----- EXCERPTED TEXT

The input representation is a pre-trained word embedding layer to allow for similar representations of words in similar contexts. Word embeddings can capture fine-grained semantic and syntactic word relationships and in turn allow for a better initialization for gradient optimization. We explored static pre-trained embedding models and compared them against a randomly-initialized representation vector. The first one was the general-domain GloVe word embeddings, pre-trained on the Wikipedia and Gigaword corpora pennington2014glove. The second one was clinical domain-adaptive word embeddings that we trained on MIMIC-III, a large corpus of clinical notes johnson2016mimic and a dataset of pharmacy directions Pharmacy_2020. Our hypothesis is that domain-adaptive word embeddings would outperform both the general-domain embeddings and randomly-initialized vector embeddings.

3.1.3 Learning ensemble models

The basic motivation of ensemble learning over neural network models is to improve the robustness of the final model to the variation and randomness introduced in parameterized modules because of dropout probability and random seeding. By training an ensemble model, the final distribution of the output dictionary is computed, during the inference phase, by averaging the output distributions from the trained models in the ensemble.

3.2 Numerical check

Once the machine translation module generates the simplified candidate directions, the candidates are checked for consistency of key components of the prescription. Numerical components – including dosage, frequency, and duration – are critical in prescriptions. Medication under-dosage often leads to poorer health outcomes; while over-dosage can be severe, even fatal.

The correctness of the numerical components in the simplified directions is checked by comparing against the source e-prescription. We incorporated two different numerical checking strategies – Token-based and NER-based. In the token-based checking, all numeric tokens that appear in the simplified direction were checked against numeric tokens in the source direction. The bag of tokens approach helps tag any simplified direction that “makes up” numeric values in a key component.

On the other hand, the token-based checker is also prone to generate more faulty consistency claims; for example, when the simplified direction swaps a dosage term with the frequency. To overcome this, we incorporated a pre-trained medication NER model XinyanNER to tag dosage, frequency, and duration components in both source and simplified directions, and compared them component-by-component. The NER model was trained over a medication extraction task henry20202018 and achieved an overall F1 score of 0.9571 over all medication components.

----------

▶ [TASK INSTRUCTIONS]:
**A)** Based on the excerpt on prescription-direction simplification, answer each question on its own line:
(i) On which corpora were the general-domain GloVe embeddings pre-trained?
(ii) How is the final output distribution computed during inference in an ensemble model?
(iii) What overall F1 score did the medication NER model achieve?
**B)** Carry the excerpt on prescription-direction simplification forward from its final sentence, writing what comes next.

----- DATA UNDER STUDY

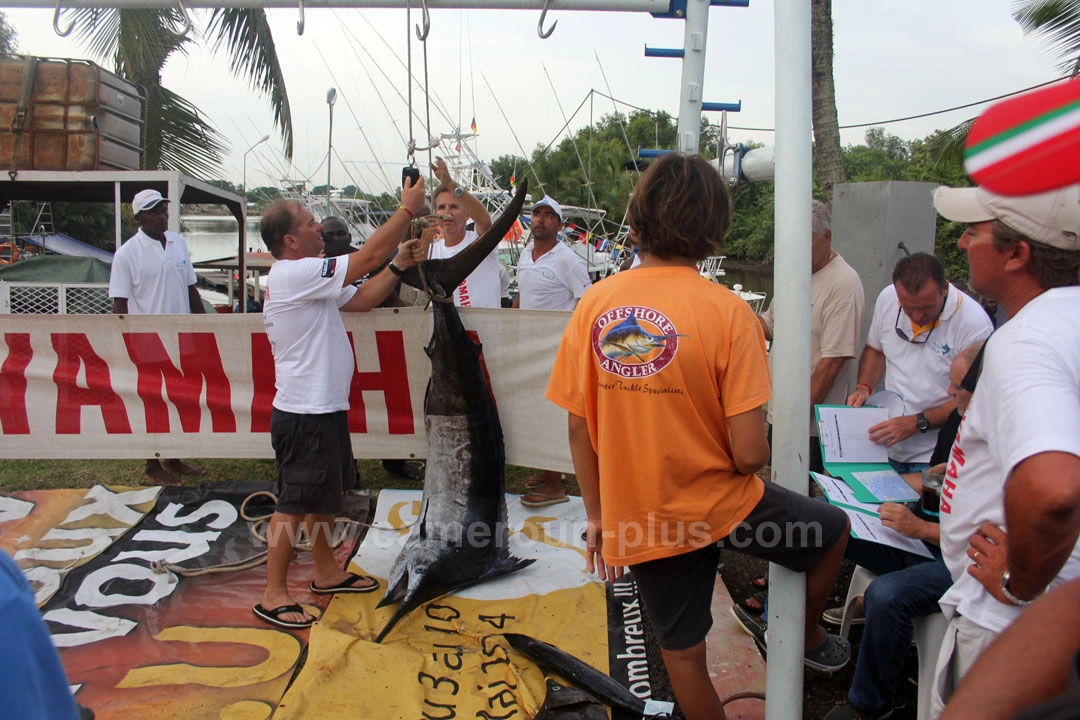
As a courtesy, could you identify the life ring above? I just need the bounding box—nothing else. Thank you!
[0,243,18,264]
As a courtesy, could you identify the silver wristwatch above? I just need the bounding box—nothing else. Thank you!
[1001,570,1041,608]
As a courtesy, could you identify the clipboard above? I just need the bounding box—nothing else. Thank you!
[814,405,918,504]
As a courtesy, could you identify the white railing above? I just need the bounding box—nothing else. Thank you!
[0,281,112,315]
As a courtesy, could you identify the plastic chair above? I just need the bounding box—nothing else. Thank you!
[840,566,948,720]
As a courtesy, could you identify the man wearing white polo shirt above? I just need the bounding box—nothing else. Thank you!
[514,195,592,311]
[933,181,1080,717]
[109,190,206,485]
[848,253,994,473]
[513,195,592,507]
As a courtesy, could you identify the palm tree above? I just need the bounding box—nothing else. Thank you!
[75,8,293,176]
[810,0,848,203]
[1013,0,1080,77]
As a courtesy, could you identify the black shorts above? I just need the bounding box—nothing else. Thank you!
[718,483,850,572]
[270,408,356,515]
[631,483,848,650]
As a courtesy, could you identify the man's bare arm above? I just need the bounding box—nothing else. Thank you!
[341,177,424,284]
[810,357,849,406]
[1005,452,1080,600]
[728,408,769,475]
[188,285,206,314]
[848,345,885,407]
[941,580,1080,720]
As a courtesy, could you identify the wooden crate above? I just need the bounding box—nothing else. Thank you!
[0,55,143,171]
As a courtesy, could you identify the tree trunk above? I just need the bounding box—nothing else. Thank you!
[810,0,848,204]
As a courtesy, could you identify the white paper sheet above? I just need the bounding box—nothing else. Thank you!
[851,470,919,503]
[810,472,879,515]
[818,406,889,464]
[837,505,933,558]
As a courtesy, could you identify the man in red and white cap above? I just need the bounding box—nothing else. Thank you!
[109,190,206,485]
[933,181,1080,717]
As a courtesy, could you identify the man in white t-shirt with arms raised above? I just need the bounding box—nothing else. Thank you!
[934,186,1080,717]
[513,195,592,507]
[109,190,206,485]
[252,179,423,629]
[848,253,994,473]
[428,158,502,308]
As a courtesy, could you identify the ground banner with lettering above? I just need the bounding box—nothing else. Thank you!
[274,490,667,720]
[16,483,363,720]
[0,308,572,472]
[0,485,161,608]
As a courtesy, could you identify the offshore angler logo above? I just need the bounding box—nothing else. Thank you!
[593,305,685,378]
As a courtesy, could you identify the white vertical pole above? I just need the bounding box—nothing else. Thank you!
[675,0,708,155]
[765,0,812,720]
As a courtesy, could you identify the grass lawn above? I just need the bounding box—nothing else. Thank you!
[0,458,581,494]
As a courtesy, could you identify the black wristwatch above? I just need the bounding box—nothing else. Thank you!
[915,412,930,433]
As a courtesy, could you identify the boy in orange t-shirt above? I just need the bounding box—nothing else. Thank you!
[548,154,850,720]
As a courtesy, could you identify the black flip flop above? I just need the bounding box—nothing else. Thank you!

----------

▶ [EXERCISE RESULTS]:
**A)**
(i) The Wikipedia and Gigaword corpora.
(ii) By averaging the output distributions from the trained models in the ensemble.
(iii) 0.9571 over all medication components.

**B)**
3.3 Graceful back-off

If the simplified direction is deemed consistent after the numeric check, the direction is considered as the final candidate for normalization. However, if the numeric check fails, the NMT output is discarded and the original source direction is used as the final candidate. This graceful backoff represents a trade-off between information accuracy and good language model performance.

3.4 Normalization

Before the candidate direction from the numerical check phase is finalized, the candidate text undergoes pharmacy-specific post-processing and simplification. Two pharmacists identified common linguistic patterns in pharmacy directions, which were coded into normalization rules. Highly-abbreviated medical jargon was replaced, for example, by replacing the Latin term bid with its synonymous phrase twice a day. Action verbs appropriate for the form of the drug, such as inject (syringe), inhale (nebulizer), and take (capsule), were added. Numerical values in words or fractions were converted to digits (e.g. 1 1/2 was converted to 1.5). Abbreviations and other common medical expressions were normalized into standard and patient-friendly variants, e.g. inj or injector to injection. Overall, the normalization step included more than 300 rules. Table 2 shows examples of these normalization and simplification rules. The normalization module also served as the rule-based baseline.

Fields	Original	Normalized
Action	(missing)	take
		inject
		inhale …
Dosage	one and half	1.5
	1 1/2	1.5
	one (1)	1
Form	tab, tabs	tablet
	cap	capsule
	in, inj, injctor	injection
Route	orally, by oral	by mouth
Route	sq, subcutaneous	under the skin
Frequency	qd	every day
Frequency	bid	twice a day
Duration	x3 week	for 3 weeks

Table 2: Sample normalization and simplification rules

4 Experimental setup

4.1 Data set description

The e-prescription corpus used in this study consists of all e-prescriptions dispensed by an online outpatient mail-order pharmacy from their dispensing software from January 2017 to October 2018. The corpus consists of a total of 530,988 e-prescriptions received from 65,139 unique physicians from all fifty US states Pharmacy_2020.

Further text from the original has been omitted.